Pick out every line in the material below that contains the string "window", and copy each of those lines in full.

- Supplied material:

● ● ● ● ● ● ●

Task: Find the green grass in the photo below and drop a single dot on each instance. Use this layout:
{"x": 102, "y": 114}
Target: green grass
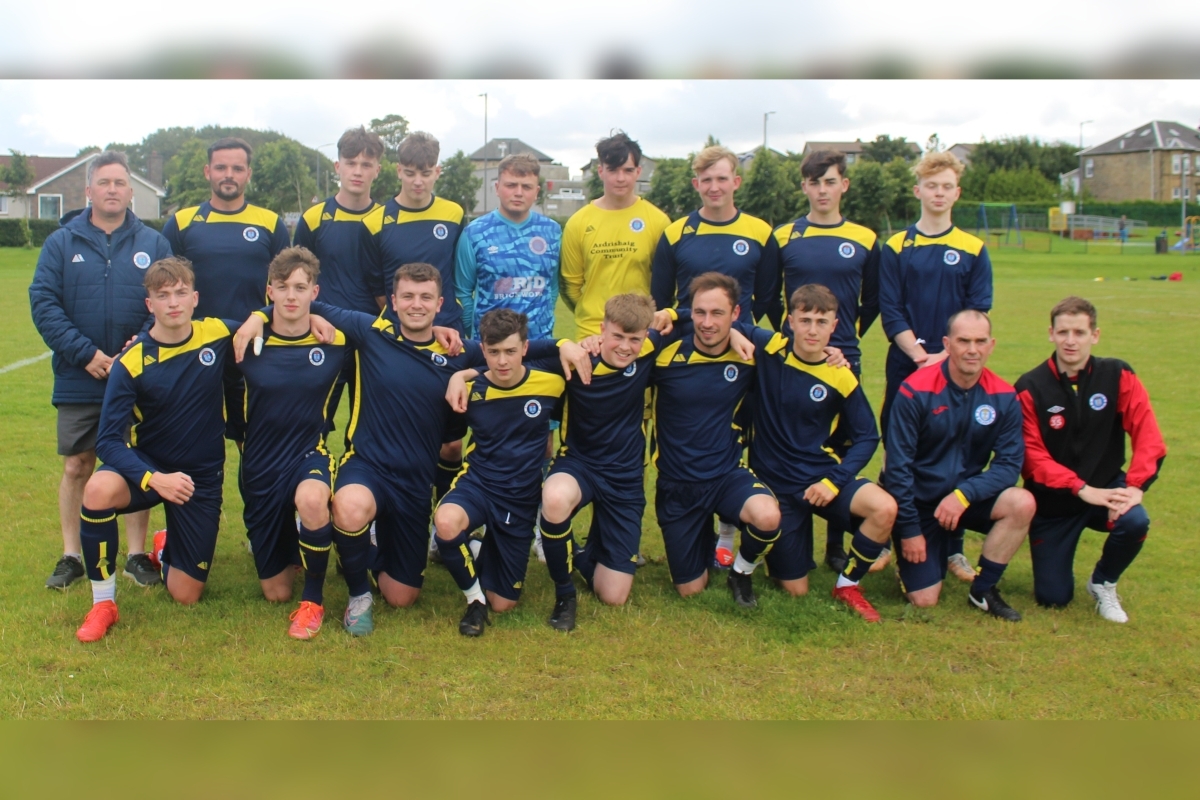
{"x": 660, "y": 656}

● ● ● ● ● ● ●

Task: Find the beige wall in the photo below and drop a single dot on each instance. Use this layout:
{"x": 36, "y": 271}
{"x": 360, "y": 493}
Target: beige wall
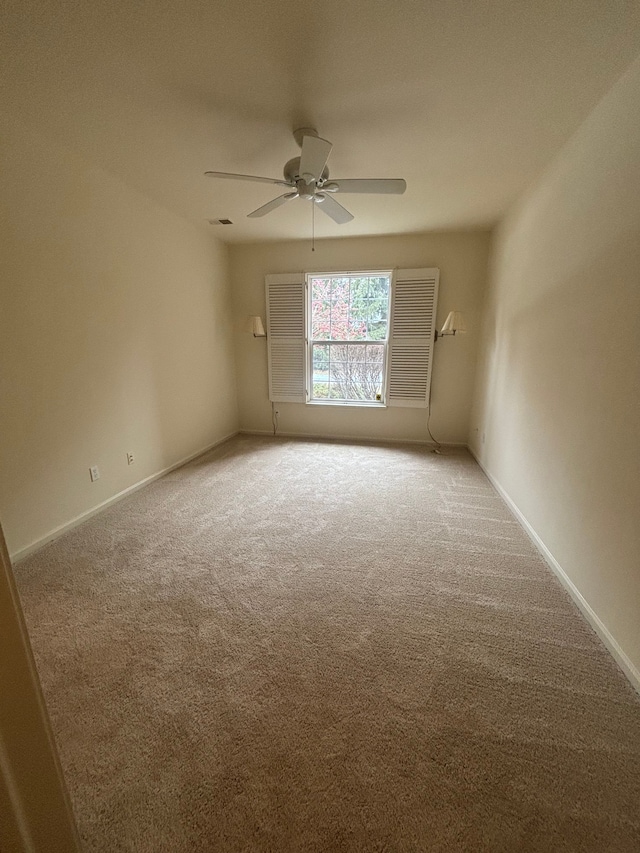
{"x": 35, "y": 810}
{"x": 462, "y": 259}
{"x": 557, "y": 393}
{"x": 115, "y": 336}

● ● ● ● ● ● ●

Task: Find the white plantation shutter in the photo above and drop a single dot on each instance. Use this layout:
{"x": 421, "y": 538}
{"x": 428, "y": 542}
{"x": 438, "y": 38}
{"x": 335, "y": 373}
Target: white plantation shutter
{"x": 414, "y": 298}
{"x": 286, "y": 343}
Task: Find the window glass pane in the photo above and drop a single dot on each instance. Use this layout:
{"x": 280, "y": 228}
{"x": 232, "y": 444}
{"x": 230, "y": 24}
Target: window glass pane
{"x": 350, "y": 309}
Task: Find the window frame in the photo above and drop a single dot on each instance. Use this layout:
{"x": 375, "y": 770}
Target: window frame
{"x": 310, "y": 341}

● ● ● ● ● ● ●

- Response:
Task: Find the window glass pane in the photo above and drop a single dot on each instance. Use this layout:
Target: window glass pane
Task: Find the window frame in the photo above and drop a single dot on each instance. Use this layout:
Target: window frame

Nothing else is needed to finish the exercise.